Required work: Please repeat all of the listing exactly.

Data for analysis:
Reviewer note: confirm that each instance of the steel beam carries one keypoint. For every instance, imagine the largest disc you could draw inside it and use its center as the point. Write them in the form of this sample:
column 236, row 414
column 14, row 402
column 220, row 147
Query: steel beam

Answer section:
Reviewer note: confirm that each instance of the steel beam carries one keypoint. For every instance, imagine the largest disc you could draw inside it and use its center as the point. Write them in the form of this sample:
column 236, row 414
column 14, row 402
column 220, row 147
Query: steel beam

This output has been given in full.